══ Supplied passage
Activities - ice climbing
The Champsaur and Valgaudemar valleys have the greatest variety and some of the best ice climbing in the Southern French Alps. Ice climbers and mountaineers come from all over the world to climb the famous routes, such as Le Voile de La Mairiee.
But you don't need to be an expert to climb here as there are waterfalls, ridges and gullies for all levels.
It is the unique topography of the region that gives rise to the variety and diversity of waterfalls - from long steep technical routes to gentle beginner gullies.
So whether you are a total beginner wanting your first taste of ice climbing or a seasoned climber wanting a winter challenge to add to your list of adventures, there is something for you here.
And what better place to climb... world class routes with some of the most spectacular scenery in the Alps.
We can organise an ice climbing experience as part of a winter multi activity holiday or if you would like to spend a week discovering the waterfalls of the region and perfecting your technique, we can organise a full week of ice climbing. Ice climbing is possible from about age 8 depending on the child.
════
══ Supplied information
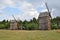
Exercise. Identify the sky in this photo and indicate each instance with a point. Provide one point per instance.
(27, 9)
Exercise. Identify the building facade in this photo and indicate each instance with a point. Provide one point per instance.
(44, 21)
(13, 25)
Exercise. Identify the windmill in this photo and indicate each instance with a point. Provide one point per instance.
(48, 9)
(14, 24)
(44, 19)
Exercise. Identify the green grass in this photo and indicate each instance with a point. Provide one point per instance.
(29, 35)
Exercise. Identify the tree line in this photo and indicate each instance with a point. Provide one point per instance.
(30, 25)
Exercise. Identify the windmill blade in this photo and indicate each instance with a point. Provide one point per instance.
(47, 7)
(14, 18)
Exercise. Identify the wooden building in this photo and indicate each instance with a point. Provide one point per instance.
(44, 21)
(13, 25)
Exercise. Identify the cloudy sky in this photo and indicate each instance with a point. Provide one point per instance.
(27, 9)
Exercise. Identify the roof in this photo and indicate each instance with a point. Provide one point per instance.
(42, 14)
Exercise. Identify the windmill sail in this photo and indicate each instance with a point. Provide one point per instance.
(48, 9)
(14, 18)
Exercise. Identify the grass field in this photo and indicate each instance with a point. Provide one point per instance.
(29, 35)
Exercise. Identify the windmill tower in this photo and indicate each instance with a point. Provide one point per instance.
(13, 24)
(44, 19)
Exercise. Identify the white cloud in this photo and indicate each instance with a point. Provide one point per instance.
(27, 8)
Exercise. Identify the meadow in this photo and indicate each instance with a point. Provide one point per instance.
(29, 35)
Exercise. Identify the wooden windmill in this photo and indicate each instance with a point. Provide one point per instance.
(13, 24)
(44, 19)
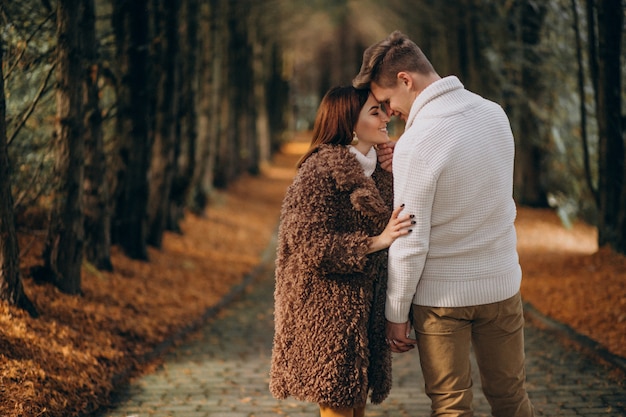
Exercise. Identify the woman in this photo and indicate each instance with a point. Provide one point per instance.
(336, 219)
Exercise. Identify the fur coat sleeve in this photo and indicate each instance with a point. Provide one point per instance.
(329, 343)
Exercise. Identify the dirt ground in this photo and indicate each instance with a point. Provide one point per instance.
(66, 362)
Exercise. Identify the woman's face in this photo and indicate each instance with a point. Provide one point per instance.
(371, 127)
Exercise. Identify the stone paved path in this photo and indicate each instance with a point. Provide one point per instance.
(222, 371)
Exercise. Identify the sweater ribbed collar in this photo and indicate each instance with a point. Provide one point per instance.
(431, 92)
(368, 162)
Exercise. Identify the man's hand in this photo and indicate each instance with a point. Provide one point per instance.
(398, 337)
(385, 155)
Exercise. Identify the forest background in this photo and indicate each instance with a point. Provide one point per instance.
(118, 117)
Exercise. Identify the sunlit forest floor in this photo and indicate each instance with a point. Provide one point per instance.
════
*Short exercise A*: Decide whether each statement agrees with the ice climbing page, answering yes or no and quoting the words of the page that settle it: (i) Only experts can climb in this region. (ii) The region's waterfalls range from long steep technical routes to gentle beginner gullies. (iii) Children can start ice climbing from about age 12.
*Short exercise B*: Copy the ice climbing page from "We can organise an" to "on the child.", substituting "spring" for "winter".
Rely only on the text for what comes next.

*Written response A*:
(i) No: "you don't need to be an expert to climb here as there are waterfalls, ridges and gullies for all levels."
(ii) Yes: "from long steep technical routes to gentle beginner gullies."
(iii) No: "Ice climbing is possible from about age 8 depending on the child."

*Written response B*:
We can organise an ice climbing experience as part of a spring multi activity holiday or if you would like to spend a week discovering the waterfalls of the region and perfecting your technique, we can organise a full week of ice climbing. Ice climbing is possible from about age 8 depending on the child.